The reaction to that figure showed a familiar problem: it is not just about planning, but the way policy is communicated and explained.
I have a friend who lives outside the Red River dyke. His house is not large, but it is the accumulated asset of a lifetime. Since hearing that this area is part of a major Red River landscape project, he has started to feel restless. If he has to leave, will the compensation for site clearance be enough to buy a decent place to live, near his workplace, and near his children's school?
A few days ago, he sent me a short message: “Looks like I might be among the 860,000 people to be relocated.”
The message reflects a sentiment spreading quickly as the figure of 860,000 inner-city residents who “could be relocated” appeared in discussions about Hanoi’s long-term planning.
Later, the Hanoi Department of Planning and Architecture clarified that the figure was not a relocation plan, but merely an assumption used for economic calculations in the master planning process. In other words, it was a technical parameter, not a policy decision.
The correction was necessary and should be acknowledged. But it must also be said that it came rather late.
The figure of 860,000 had existed in the information space long enough to be interpreted in many different ways. From a technical parameter, it was quickly understood as a specific relocation plan.
When the information gap is not filled in time, public opinion will replace it with speculation – and in the age of social media, this process happens almost instantaneously.

→ **TASK LIST**
- a) In the article on Hanoi's 860,000 figure, which body clarified that the figure was not a relocation plan?
- b) Write out everything from "The reaction to" down to "Hanoi’s long-term planning." in the article on Hanoi's 860,000 figure.

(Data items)
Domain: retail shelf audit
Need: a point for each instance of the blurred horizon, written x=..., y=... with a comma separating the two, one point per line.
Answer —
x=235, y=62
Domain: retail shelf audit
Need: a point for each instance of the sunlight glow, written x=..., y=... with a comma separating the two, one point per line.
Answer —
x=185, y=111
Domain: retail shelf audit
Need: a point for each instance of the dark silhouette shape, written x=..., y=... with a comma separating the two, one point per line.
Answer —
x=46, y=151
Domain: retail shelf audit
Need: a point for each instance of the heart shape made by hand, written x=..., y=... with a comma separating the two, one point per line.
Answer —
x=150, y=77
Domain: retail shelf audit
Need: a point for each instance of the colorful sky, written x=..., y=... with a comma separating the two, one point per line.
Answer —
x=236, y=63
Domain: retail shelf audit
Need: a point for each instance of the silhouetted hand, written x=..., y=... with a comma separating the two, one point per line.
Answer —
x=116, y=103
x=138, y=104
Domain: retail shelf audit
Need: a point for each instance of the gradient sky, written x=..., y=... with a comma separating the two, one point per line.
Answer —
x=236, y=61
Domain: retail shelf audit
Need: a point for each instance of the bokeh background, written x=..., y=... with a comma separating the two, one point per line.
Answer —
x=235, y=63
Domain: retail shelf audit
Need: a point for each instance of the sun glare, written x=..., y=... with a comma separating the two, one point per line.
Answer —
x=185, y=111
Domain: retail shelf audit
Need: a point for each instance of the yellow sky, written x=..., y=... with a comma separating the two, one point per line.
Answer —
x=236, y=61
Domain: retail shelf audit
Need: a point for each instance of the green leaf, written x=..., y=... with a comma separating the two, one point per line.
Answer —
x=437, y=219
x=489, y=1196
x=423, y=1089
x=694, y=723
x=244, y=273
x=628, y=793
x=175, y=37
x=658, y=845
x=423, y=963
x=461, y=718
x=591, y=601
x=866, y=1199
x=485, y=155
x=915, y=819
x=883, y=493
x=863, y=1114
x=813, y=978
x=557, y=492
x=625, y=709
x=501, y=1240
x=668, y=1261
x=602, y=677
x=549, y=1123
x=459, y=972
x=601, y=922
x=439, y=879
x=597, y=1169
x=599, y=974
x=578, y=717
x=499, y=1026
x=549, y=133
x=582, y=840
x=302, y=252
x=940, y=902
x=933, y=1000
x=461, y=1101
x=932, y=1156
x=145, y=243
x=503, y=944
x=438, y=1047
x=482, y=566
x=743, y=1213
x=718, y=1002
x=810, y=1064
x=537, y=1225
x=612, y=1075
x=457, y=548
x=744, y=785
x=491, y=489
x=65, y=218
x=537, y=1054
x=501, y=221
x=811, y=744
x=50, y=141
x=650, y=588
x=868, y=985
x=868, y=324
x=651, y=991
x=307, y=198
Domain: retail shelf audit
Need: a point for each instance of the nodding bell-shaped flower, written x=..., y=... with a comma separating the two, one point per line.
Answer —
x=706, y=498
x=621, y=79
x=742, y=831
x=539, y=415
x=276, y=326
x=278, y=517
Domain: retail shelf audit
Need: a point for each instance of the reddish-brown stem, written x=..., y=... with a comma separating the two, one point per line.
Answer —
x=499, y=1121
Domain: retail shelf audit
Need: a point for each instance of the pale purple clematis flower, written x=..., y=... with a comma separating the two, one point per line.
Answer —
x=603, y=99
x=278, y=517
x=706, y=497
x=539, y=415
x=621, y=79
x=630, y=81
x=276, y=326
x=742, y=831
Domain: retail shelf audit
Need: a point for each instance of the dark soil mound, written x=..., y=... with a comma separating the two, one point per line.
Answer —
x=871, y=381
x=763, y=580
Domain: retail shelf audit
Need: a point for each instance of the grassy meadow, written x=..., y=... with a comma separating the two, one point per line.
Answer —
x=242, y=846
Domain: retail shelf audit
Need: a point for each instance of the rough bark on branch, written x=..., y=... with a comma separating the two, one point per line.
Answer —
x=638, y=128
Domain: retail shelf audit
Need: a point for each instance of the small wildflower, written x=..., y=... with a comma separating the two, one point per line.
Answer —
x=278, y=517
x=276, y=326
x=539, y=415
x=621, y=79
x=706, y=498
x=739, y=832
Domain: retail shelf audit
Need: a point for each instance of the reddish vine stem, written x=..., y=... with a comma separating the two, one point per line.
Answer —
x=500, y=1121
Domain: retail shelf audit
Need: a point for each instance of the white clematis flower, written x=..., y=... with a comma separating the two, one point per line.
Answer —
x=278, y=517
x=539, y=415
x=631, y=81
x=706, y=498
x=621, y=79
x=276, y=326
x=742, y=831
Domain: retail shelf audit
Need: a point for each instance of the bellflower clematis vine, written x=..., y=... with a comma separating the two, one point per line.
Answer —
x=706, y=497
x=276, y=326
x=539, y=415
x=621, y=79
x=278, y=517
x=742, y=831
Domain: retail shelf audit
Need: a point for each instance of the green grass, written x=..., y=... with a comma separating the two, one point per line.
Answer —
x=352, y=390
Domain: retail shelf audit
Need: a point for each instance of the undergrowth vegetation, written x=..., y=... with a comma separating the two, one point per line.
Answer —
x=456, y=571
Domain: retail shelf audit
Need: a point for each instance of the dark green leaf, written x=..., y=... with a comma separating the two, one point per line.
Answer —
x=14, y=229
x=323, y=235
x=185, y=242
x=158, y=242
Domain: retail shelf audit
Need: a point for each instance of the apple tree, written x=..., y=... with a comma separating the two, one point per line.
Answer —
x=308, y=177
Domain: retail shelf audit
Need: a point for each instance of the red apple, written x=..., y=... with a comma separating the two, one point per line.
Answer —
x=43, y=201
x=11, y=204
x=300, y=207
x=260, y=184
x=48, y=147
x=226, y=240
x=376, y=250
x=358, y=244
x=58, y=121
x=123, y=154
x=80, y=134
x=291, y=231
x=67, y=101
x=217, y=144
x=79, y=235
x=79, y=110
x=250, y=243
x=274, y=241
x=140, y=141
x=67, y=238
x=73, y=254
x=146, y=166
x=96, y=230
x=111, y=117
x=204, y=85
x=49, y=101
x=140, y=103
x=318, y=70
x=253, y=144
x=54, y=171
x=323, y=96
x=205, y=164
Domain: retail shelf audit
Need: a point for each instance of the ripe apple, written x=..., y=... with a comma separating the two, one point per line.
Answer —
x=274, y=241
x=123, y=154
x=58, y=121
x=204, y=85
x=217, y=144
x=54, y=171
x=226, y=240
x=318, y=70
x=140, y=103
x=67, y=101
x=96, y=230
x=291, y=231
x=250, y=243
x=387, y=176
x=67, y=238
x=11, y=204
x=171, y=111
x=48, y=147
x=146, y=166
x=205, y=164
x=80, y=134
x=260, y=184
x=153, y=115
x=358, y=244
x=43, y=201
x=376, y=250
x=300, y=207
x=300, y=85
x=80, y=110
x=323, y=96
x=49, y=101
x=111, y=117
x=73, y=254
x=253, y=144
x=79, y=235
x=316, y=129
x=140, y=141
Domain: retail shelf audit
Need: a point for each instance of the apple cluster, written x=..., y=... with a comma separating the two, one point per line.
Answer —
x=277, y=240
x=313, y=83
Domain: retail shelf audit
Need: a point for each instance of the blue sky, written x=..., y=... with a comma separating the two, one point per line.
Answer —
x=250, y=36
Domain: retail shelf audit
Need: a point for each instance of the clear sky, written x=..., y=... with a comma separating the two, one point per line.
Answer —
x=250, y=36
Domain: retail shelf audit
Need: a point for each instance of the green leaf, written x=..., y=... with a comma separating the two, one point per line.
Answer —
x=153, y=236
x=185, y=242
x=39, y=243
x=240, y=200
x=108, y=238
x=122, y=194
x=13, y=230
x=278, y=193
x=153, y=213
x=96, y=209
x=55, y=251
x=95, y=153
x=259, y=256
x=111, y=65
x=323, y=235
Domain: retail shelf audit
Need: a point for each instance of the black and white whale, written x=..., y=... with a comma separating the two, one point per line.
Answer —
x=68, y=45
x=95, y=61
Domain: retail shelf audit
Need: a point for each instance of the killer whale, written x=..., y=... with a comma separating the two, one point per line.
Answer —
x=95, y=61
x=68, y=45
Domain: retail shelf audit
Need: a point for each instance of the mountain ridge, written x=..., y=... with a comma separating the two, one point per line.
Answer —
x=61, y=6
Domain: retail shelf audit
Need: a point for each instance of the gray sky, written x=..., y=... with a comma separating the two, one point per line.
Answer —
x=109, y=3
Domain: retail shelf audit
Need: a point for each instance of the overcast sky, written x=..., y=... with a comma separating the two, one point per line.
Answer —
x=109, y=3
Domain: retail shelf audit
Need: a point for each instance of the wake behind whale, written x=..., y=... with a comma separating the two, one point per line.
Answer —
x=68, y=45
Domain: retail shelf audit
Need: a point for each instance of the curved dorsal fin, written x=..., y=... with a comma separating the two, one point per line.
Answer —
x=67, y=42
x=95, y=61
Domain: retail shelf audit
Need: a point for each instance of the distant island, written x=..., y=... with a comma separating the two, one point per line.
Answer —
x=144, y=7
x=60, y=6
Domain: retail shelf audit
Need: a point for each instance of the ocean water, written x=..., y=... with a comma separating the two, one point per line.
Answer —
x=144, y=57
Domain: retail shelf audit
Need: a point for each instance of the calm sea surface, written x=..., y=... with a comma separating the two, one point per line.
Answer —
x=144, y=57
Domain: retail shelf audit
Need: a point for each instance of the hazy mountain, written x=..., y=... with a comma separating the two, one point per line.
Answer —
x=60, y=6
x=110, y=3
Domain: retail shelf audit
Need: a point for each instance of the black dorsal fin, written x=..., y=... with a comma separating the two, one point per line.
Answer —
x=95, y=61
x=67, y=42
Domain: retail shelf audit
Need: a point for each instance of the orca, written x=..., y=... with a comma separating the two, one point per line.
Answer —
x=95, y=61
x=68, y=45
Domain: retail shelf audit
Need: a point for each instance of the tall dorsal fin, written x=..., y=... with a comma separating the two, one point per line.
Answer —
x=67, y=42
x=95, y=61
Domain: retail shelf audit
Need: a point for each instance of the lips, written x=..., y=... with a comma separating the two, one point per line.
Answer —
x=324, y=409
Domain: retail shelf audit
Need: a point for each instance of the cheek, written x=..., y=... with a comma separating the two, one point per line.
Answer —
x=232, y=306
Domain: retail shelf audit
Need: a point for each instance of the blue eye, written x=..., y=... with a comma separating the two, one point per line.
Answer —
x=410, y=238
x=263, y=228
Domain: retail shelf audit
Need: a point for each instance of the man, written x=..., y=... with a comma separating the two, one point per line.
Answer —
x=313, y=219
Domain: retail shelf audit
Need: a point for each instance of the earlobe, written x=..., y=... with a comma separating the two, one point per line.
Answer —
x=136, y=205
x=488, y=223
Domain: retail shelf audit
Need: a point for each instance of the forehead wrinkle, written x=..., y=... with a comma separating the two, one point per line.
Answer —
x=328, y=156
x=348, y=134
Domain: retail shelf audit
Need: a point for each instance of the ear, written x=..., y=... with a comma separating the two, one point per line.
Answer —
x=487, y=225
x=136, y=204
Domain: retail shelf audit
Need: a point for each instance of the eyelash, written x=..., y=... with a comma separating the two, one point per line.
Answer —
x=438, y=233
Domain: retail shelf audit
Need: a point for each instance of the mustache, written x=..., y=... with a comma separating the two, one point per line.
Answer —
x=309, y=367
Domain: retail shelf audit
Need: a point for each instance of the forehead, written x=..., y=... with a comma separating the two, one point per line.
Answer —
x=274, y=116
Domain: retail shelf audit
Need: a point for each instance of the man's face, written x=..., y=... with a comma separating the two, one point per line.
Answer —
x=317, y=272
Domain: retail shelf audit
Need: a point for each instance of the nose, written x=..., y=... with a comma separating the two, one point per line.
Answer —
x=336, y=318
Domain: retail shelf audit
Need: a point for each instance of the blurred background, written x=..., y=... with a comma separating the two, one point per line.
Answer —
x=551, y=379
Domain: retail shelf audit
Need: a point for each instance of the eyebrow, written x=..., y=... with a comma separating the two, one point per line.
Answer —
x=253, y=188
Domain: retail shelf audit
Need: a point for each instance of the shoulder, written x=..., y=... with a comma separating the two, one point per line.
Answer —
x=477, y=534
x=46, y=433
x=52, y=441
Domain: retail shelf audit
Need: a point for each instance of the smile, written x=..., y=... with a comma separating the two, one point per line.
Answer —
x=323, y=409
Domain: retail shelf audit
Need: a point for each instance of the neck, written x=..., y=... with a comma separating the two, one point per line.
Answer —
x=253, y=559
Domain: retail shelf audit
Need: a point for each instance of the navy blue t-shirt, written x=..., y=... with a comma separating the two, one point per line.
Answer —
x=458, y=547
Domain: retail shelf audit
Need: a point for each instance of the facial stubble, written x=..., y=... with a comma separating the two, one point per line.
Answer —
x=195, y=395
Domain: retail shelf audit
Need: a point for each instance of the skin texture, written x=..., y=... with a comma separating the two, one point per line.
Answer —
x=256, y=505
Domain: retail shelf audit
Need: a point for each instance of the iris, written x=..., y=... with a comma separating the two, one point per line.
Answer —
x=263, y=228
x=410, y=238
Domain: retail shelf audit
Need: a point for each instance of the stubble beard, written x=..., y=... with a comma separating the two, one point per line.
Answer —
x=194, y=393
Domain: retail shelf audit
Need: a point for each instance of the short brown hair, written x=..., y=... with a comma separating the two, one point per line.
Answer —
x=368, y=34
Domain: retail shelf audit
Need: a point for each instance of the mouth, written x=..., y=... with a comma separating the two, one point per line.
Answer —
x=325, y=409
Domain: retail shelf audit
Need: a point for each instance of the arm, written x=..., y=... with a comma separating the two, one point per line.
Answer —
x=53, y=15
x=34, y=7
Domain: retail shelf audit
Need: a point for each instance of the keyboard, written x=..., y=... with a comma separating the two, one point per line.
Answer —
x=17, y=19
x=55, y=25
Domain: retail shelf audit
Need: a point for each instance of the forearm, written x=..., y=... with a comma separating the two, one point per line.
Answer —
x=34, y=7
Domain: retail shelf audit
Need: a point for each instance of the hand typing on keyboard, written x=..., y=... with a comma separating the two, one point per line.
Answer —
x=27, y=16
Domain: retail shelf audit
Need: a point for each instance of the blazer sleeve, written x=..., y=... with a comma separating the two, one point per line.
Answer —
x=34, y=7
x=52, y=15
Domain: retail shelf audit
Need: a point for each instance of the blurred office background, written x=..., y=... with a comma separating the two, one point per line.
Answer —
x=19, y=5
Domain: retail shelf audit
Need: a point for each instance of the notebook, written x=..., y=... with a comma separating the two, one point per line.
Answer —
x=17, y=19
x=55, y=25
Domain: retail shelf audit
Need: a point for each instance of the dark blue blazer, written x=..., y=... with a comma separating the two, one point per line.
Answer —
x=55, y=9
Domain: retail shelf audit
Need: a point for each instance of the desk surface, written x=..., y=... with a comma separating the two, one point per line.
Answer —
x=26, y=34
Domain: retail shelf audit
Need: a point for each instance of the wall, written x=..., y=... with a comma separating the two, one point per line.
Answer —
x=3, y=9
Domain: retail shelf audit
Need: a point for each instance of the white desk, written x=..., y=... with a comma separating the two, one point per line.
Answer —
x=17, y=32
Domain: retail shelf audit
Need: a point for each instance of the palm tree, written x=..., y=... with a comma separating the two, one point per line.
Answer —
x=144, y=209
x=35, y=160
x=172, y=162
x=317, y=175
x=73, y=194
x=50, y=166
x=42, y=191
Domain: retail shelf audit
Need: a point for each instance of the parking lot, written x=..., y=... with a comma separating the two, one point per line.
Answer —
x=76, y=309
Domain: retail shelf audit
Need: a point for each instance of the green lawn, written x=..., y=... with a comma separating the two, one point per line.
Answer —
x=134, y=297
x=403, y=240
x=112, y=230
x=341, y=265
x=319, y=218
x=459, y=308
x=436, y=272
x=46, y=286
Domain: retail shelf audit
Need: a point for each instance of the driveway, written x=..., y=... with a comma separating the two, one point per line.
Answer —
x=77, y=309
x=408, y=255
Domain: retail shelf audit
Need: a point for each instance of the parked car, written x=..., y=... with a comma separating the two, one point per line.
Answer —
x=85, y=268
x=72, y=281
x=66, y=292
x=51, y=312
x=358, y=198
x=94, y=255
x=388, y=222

→ **TASK RESPONSES**
- a) The Hanoi Department of Planning and Architecture.

- b)
The reaction to that figure showed a familiar problem: it is not just about planning, but the way policy is communicated and explained.
I have a friend who lives outside the Red River dyke. His house is not large, but it is the accumulated asset of a lifetime. Since hearing that this area is part of a major Red River landscape project, he has started to feel restless. If he has to leave, will the compensation for site clearance be enough to buy a decent place to live, near his workplace, and near his children's school?
A few days ago, he sent me a short message: “Looks like I might be among the 860,000 people to be relocated.”
The message reflects a sentiment spreading quickly as the figure of 860,000 inner-city residents who “could be relocated” appeared in discussions about Hanoi’s long-term planning.